> Tarefa proposta
Prossiga com o texto sobre acessibilidade digital, começando logo depois da última frase dele.

A inclusão digital também já está prevista na LBI (Lei Brasileira de Inclusão) de 2016 e no Decreto nº6949 de 2009. Tais normativas surgiram como forma de evitar barreiras tecnológicas, que dificultam ou impedem o acesso da pessoa com deficiência às tecnologias.
Além disso, o algoritmo do Google, por exemplo, leva em consideração alguns fatores referentes à acessibilidade digital para colocar determinado produto em posição de relevância nas pesquisas.
Destacamos algumas estratégias que podemos adotar para construir uma mentalidade voltada para produtos digitais acessíveis.
1. Aprenda sobre comunidades locais
Participe de meetups sobre acessibilidade com profissionais que tratam de regiões ou temáticas específicas para conhecer melhor os diferentes usuários e suas possíveis necessidades.
Existem comunidades online que trabalham especificamente para garantir a acessibilidade em diferentes dispositivos e sites e alguns grupos podem ajudar com consultorias online, como o Movimento Web para todos e o serviço de tecnologia assistiva da Universidade de Washington.
2. Represente diferentes grupos
Explore diferentes etnias, estilos, habilidades físicas e classes sociais para elaborar personas e representar usuários em ilustrações e imagens.

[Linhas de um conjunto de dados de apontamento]
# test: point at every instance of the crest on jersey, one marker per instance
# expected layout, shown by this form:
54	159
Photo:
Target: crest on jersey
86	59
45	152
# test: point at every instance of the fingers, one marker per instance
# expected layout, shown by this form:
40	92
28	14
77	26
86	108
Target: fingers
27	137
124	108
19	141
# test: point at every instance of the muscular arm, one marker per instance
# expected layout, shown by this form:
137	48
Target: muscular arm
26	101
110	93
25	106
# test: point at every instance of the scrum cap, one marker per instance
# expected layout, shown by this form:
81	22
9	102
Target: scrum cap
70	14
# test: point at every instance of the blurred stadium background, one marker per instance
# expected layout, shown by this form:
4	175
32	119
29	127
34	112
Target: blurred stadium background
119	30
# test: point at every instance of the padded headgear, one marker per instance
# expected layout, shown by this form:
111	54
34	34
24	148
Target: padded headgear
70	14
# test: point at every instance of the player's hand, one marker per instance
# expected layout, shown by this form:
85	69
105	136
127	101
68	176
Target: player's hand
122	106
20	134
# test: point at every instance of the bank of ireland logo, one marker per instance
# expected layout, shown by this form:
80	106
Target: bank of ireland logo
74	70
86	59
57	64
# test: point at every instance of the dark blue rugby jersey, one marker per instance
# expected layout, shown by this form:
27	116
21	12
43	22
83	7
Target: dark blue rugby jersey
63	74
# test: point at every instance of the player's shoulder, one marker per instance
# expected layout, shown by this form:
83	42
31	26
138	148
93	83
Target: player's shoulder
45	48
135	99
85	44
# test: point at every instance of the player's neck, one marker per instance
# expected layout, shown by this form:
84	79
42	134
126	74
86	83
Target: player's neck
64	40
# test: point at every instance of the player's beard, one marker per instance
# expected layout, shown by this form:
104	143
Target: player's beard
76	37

> Resposta do exercício
3. Teste com pessoas que possam ter alguma dificuldade
Inclua participantes com dificuldades nas personas, pesquisas e testes de usabilidade. ONGs e comunidades locais podem ajudar com essa ponte.
4. Empodere os usuários sobre sua segurança e privacidade
Alguns usuários precisam de ajuda para realizar atividades que exigem input de dados privados, como pagar contas e criar contas, por exemplo.
Deixe-os confortáveis para dividir informações pessoais dando mais transparência às opções de privacidade.
- Posicione as opções e controles de privacidade em espaços claros e fáceis de encontrar;
- Explique claramente sobre o uso de dados do seu produto;
- Acione canais de comunicação para receber feedbacks e tirar dúvidas específicas.
5. Estruture um bom HTML
Valide se o conteúdo está publicado diretamente no HTML para permitir que a tecnologia assistiva interprete corretamente as informações necessárias para adaptação e transcrição de conteúdo.
Algumas ferramentas podem ajudar nesse processo:
- The WC3 Markup Validation Service: ajuda a validar a linguagem e encontrar erros que podem impedir que leitores de texto traduzam o conteúdo.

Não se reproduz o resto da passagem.